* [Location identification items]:
____

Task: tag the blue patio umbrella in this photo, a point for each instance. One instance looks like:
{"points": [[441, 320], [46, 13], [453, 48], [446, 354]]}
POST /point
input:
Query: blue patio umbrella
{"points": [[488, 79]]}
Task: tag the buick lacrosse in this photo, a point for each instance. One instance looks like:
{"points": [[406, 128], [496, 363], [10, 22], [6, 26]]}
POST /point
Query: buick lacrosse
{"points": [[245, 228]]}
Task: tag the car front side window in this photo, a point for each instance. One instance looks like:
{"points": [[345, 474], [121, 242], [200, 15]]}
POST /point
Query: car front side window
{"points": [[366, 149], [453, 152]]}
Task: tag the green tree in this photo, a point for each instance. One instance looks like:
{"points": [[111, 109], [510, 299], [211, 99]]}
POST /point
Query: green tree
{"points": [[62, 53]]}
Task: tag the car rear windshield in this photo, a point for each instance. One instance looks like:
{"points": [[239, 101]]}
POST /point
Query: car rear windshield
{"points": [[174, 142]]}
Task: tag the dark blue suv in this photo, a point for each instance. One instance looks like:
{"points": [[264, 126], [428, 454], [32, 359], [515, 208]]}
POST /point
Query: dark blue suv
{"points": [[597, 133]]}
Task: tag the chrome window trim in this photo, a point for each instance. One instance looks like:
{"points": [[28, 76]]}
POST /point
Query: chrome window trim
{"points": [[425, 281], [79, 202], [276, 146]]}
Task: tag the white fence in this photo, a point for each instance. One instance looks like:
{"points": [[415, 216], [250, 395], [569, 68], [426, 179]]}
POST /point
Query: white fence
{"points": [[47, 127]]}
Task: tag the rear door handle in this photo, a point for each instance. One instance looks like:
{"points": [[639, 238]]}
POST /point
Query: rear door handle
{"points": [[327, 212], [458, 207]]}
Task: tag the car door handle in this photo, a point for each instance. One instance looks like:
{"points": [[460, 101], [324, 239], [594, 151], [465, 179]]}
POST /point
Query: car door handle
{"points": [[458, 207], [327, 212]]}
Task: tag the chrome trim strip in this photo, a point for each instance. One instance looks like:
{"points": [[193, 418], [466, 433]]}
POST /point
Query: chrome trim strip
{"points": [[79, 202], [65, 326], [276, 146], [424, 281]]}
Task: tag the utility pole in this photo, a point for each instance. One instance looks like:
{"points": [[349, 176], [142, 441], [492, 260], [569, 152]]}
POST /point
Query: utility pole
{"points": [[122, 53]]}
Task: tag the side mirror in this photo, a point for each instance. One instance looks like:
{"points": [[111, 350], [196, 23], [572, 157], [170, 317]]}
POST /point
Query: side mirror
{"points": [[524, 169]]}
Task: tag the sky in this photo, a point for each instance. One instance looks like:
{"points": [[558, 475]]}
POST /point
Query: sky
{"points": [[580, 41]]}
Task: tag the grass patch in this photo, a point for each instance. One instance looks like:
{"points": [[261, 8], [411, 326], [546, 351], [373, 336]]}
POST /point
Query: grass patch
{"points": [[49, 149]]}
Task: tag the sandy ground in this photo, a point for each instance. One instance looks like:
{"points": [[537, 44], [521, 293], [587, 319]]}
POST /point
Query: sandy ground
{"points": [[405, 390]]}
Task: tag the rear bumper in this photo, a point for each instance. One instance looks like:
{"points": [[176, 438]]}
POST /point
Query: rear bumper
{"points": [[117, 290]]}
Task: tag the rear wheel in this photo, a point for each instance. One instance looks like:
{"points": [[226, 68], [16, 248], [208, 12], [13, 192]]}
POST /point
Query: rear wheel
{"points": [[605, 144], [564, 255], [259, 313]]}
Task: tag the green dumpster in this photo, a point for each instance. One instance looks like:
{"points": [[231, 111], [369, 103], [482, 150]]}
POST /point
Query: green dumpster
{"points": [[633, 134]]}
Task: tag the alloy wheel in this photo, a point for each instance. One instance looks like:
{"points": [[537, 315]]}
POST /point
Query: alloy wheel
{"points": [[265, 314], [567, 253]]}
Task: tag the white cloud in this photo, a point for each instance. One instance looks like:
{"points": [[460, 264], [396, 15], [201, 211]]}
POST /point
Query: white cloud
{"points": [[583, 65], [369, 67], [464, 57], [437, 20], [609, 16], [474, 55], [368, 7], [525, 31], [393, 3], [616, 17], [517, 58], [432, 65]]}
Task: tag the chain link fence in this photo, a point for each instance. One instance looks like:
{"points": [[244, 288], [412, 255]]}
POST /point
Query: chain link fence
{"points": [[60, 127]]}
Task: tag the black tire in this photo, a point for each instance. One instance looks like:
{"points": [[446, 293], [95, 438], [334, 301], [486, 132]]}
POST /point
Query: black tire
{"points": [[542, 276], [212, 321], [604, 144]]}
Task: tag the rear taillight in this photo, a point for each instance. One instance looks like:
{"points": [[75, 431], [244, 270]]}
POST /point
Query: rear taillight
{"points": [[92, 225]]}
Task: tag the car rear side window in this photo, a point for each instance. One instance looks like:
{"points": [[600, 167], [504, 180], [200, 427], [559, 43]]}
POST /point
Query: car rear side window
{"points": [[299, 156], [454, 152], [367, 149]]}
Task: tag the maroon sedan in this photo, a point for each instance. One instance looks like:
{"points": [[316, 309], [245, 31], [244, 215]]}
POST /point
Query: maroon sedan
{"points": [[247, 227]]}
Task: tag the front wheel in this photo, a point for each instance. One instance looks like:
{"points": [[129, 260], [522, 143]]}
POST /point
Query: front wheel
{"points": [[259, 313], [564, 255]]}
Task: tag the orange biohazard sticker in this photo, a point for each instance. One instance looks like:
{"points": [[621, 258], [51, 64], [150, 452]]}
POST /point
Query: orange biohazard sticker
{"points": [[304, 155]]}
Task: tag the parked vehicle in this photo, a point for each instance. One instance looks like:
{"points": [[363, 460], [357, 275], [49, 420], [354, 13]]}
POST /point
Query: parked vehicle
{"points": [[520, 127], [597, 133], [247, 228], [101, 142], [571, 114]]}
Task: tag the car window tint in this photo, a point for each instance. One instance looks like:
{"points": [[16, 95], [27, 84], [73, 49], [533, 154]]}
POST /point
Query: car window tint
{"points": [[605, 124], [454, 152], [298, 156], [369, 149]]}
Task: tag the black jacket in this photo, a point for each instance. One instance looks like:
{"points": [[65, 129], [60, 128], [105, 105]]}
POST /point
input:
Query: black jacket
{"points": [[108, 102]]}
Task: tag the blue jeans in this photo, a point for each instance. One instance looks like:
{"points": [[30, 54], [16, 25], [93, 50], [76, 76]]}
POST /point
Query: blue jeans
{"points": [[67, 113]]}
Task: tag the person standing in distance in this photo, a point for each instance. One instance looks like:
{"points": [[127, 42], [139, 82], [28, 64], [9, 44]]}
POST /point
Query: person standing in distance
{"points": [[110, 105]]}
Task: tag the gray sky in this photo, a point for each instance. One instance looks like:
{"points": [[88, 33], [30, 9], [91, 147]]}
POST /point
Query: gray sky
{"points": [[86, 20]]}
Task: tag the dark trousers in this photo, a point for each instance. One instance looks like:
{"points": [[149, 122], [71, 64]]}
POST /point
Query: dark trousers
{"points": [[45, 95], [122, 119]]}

____

* [Problem requirements]:
Copy everything from the line containing "Task: tag the dark trousers" down to the end of the data above, without changing anything.

* [Solution to the exercise]:
Task: tag the dark trousers in this photo, a point for each instance. One instance looks like:
{"points": [[149, 122], [71, 64]]}
POST /point
Query: dark trousers
{"points": [[45, 95], [122, 119]]}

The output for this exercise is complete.